À COMPLÉTER:
a) Répondez brièvement aux questions suivantes sur l'extrait consacré au licenciement de M. Z... :
(i) Quelle entreprise a demandé l'exclusion immédiate du salarié du site ?
(ii) Par quel organisme l'AGS intervient-elle ?
(iii) Pour quel objet le salarié dit-il avoir d'abord pris la caméra de surveillance ?
b) Relevez toutes les dispositions légales citées dans l'extrait consacré au licenciement de M. Z... Donnez pour chacune l'article ou la série d'articles et le code correspondant.
c) Prolongez l'extrait consacré au licenciement de M. Z... à la suite de sa dernière phrase.

TEXTE CITÉ:
━━━━━━━━━━━━━━━━

La société, M. X...en qualité d'administrateur judiciaire et M. Y...en qualité de mandataire judiciaire concluent à l'infirmation du jugement déféré, au débouté du salarié de ses demandes et à sa condamnation au paiement de la somme de 1 500 ¿ sur le fondement de l'article 700 du code de procédure civile, l'arrêt à intervenir devant être déclaré opposable à l'AGS-CGEA.

Au soutien de leurs prétentions, ils soulignent qu'il n'est pas reproché à M. Z...d'avoir volé des denrées alimentaires mais d'avoir, sans raison valable et au mépris des instructions reçues, neutralisé une caméra faisant partie du dispositif de protection des biens du client. Par cette action contraire à la mission confiée, le salarié a permis un vol dans les réserves, ce qui a pour effet de le rendre lui-même suspect ; c'est ainsi que le Crédit Agricole a demandé immédiatement l'exclusion de l'intéressé du site.
Ces agissements, contrevenant aux dispositions du règlement intérieur et susceptibles d'engager la responsabilité civile de la société ainsi que de porter atteinte à sa réputation professionnelle, sont constitutifs d'une faute grave. La société ne pouvait plus faire confiance au salarié et prendre le risque de l'envoyer chez un autre client.
Elle indique enfin que le dispositif de surveillance vidéo installé dans les locaux du Crédit Agricole l'a été par cette société pour assurer la protection de ses biens et non par elle-même pour contrôler son personnel ; un tel système de surveillance n'est pas illicite puisque n'ayant pas pour effet de placer les salariés sous une surveillance continue, générale et permanente
L'AGS, intervenant par l'UNEDIC-C. G. E. A de Rouen, conclut à titre principal au débouté.
Subsidiairement, pour le cas où une créance serait fixée, elle rappelle qu'elle ne peut être tenue à garantir les sommes allouées que dans les limites et plafonds définis aux articles L. 3253-8 à L. 3253-17 et D. 3253-5 du code du travail.
Enfin, la société étant redevenue in bonis, la créance ne serait opposable à l'AGS qu'au cas où serait rapportée la preuve de l'absence de fonds disponible de la société.
Le salarié conclut à la confirmation pure et simple du jugement, à ce que soit ordonné le paiement des intérêts des créances indemnitaires depuis la date du jugement et à la condamnation de la société aux entiers dépens dont les frais éventuels d'exécution du jugement.

Il expose que, poussé par la curiosité, il a manipulé la caméra de surveillance, pensant d'abord qu'il s'agissait d'une sonde de température. Cela ne saurait suffire à caractériser à son encontre une faute grave ni même une cause réelle et sérieuse de licenciement.

━━━━━━━━━━━━━━━━

ENREGISTREMENTS FOURNIS:
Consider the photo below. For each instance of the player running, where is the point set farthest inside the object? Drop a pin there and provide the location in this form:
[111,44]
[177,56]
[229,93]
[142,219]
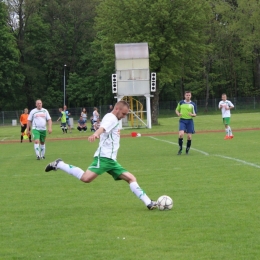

━━━━━━━━━━━━━━━━

RÉSULTATS:
a)
(i) Le Crédit Agricole.
(ii) Par l'UNEDIC-C. G. E. A de Rouen.
(iii) Pour une sonde de température.

b)
- Article 700 du code de procédure civile
- Articles L. 3253-8 à L. 3253-17 du code du travail
- Article D. 3253-5 du code du travail

c)
N'ayant jamais été informé par son employeur ou la société Crédit Agricole de l'installation d'un dispositif de surveillance à cet endroit, toute condamnation pour faute grave se basant sur ce seul motif serait caduque.
L'employeur ne précise pas quelles sont les consignes de sécurité qui auraient été violées, tandis qu'on peut s'interroger sur la validité du règlement intérieur.
Son employeur avait la possibilité de l'affecter sur d'autres sites. D'ailleurs, on peut se demander pourquoi l'employeur a attendu 15 jours entre la date de la ronde et la convocation à l'entretien préalable si l'affaire était si grave.
La perte de confiance ne constitue pas en tant que telle une cause de licenciement ; or, il a été licencié sur ce seul motif.
Pour plus ample exposé des faits, de la procédure et des prétentions des parties, la cour se réfère à leurs conclusions visées par le greffier et développées lors de l'audience des débats.

MOTIFS DE LA DECISION

La faute grave est celle qui résulte d'un fait ou d'un ensemble de faits imputables au salarié qui constituent une violation des obligations résultant du contrat de travail ou des relations de travail d'une importance telle qu'elle rend impossible le maintien du salarié dans l'entreprise. L'employeur qui invoque la faute grave pour licencier doit en rapporter la preuve.
En l'espèce, dans la lettre de licenciement, qui fixe les termes du litige, il est reproché au salarié d'avoir déplacé, pendant un minute, l'axe de surveillance d'une caméra vers un angle neutre.
Ce fait est établi par les pièces produites et n'est d'ailleurs pas contesté dans sa matérialité.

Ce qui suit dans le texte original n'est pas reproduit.